> _Required action_
Lines where the string "before" appears are to be copied from the entries below.
^^^^^^^^
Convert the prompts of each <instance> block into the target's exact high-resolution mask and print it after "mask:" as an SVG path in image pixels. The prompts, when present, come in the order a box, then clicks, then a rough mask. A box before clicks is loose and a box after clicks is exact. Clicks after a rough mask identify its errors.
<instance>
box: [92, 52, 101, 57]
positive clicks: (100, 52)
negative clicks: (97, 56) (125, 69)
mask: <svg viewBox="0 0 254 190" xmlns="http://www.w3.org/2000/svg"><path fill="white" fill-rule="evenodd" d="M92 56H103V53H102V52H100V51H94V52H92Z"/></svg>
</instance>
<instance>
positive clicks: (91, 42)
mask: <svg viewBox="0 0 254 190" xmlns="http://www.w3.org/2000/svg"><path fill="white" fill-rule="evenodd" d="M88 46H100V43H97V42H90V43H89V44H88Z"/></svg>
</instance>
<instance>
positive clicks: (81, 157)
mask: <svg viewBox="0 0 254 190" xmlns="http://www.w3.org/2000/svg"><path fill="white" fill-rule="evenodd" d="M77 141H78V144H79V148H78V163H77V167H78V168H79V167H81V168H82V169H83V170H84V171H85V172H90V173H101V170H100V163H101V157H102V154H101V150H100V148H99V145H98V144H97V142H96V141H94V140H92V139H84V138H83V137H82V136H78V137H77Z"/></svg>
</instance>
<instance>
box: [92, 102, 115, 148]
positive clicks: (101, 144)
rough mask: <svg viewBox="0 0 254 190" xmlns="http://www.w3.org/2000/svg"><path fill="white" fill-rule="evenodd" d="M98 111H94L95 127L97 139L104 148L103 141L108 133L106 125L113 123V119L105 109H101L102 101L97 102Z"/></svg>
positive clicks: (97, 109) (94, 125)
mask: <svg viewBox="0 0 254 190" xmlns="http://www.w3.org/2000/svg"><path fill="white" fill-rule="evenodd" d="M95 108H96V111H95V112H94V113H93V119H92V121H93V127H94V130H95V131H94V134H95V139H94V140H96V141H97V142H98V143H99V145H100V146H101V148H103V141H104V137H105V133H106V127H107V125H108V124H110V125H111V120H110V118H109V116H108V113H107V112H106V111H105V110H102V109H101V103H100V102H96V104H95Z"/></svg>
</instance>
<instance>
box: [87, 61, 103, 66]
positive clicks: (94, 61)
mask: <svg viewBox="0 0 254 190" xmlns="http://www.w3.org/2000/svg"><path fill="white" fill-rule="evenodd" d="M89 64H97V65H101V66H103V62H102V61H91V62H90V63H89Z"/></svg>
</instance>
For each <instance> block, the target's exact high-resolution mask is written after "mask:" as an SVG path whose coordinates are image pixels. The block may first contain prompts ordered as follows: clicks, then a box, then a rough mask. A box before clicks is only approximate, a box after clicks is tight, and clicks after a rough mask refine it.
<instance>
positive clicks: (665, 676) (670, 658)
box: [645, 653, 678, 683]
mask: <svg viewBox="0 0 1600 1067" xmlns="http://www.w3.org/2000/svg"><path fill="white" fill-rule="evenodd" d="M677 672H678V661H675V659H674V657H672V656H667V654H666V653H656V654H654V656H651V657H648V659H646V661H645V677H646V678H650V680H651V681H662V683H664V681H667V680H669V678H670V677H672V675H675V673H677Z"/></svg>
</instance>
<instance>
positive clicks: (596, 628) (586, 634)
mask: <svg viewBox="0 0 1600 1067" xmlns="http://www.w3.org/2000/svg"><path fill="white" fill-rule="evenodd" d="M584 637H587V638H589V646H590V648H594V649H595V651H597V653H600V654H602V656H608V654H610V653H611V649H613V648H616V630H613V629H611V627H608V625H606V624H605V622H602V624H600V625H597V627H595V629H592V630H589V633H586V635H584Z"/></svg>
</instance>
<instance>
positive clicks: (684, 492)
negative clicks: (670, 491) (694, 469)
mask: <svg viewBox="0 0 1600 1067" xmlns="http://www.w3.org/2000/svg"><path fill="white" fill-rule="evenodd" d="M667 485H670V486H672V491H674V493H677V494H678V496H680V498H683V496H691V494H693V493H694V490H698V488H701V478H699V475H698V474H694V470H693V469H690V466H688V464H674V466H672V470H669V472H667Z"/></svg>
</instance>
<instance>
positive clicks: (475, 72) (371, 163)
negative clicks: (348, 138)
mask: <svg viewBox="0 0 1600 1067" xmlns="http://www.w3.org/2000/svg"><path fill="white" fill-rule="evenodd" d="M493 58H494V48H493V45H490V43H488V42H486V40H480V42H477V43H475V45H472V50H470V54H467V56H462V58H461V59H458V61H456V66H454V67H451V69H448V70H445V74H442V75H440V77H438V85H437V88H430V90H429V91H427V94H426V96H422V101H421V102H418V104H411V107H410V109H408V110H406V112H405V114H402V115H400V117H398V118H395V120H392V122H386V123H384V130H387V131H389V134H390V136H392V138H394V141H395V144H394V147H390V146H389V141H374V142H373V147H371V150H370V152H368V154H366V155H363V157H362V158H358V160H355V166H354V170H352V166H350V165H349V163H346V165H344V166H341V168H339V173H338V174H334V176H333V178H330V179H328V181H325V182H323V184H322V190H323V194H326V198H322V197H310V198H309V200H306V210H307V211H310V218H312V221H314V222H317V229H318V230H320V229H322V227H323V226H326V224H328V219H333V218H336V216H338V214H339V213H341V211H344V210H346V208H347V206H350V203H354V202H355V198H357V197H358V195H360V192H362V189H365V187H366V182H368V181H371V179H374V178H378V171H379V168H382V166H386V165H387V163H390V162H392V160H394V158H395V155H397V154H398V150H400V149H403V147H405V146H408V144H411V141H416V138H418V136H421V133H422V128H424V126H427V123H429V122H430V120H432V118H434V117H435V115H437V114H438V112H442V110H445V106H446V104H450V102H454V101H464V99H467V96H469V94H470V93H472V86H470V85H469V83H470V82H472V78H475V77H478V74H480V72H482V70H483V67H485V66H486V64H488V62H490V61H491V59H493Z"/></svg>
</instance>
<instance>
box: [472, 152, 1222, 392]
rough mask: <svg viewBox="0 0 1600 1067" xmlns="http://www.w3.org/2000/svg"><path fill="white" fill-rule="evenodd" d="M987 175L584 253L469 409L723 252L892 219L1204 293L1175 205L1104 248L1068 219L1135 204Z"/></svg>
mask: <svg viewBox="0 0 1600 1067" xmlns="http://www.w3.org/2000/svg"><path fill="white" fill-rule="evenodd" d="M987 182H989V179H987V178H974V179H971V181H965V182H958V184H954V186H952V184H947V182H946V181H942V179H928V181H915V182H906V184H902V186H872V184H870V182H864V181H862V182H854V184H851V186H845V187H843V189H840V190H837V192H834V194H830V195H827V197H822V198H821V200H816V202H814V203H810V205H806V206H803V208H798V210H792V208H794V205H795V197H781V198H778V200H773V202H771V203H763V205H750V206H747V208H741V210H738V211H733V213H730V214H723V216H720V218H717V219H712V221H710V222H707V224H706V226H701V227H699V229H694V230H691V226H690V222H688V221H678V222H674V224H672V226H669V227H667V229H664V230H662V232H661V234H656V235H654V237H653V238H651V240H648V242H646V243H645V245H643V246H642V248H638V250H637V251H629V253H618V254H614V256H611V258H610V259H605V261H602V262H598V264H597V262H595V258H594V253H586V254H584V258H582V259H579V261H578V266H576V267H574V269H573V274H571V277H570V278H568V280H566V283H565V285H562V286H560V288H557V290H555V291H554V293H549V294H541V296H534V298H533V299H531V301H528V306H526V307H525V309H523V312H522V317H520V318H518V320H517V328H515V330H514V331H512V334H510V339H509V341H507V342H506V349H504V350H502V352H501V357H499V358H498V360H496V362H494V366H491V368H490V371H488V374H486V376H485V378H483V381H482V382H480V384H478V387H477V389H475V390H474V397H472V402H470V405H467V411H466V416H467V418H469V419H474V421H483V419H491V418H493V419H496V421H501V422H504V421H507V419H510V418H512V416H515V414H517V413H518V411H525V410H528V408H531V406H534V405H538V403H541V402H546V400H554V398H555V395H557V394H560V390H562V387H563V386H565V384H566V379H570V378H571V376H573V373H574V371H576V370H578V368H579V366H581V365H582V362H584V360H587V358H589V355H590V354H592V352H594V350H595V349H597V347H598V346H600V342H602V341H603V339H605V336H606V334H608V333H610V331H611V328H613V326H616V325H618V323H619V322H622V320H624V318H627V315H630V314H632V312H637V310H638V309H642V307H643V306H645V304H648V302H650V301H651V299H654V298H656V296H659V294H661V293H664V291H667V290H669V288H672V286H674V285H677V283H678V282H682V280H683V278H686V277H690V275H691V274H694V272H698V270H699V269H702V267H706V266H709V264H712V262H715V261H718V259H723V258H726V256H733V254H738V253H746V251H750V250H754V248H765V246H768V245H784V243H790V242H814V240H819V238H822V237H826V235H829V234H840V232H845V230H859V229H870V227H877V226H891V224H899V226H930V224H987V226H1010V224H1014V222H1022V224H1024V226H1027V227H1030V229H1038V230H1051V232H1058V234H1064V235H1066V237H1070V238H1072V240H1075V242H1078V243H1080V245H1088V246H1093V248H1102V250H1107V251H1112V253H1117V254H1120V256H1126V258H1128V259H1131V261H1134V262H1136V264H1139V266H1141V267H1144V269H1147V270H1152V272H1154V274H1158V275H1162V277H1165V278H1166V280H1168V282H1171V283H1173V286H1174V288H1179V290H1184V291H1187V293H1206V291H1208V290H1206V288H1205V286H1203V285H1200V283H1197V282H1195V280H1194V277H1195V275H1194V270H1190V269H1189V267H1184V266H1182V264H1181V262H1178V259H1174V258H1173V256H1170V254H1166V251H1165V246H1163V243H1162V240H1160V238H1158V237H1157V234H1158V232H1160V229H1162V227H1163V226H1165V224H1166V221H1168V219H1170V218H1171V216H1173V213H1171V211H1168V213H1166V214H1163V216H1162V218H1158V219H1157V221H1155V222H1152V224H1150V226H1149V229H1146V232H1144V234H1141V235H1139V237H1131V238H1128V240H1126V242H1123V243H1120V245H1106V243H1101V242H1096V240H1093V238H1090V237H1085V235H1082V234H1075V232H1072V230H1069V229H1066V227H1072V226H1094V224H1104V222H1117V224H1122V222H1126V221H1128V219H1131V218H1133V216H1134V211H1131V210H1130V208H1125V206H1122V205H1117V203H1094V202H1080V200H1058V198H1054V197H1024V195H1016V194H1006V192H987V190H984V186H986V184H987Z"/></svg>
^^^^^^^^
> _Expected answer_
Convert the prompts of each <instance> block into the target's exact high-resolution mask and print it after "mask:" as an SVG path in image pixels. The prompts, when present, come in the order a box, then clicks, then a rough mask. A box before clicks is loose and a box after clicks is exact. Clicks after a rough mask identify its errors.
For each <instance> block, the target's exact high-resolution mask is written after "mask:" as an SVG path whose coordinates are image pixels. The block may first contain prompts ordered as follows: clicks, then a box, then a rough mask. A box before clicks is only approximate, a box after clicks is tight, and clicks after a rough mask refine it.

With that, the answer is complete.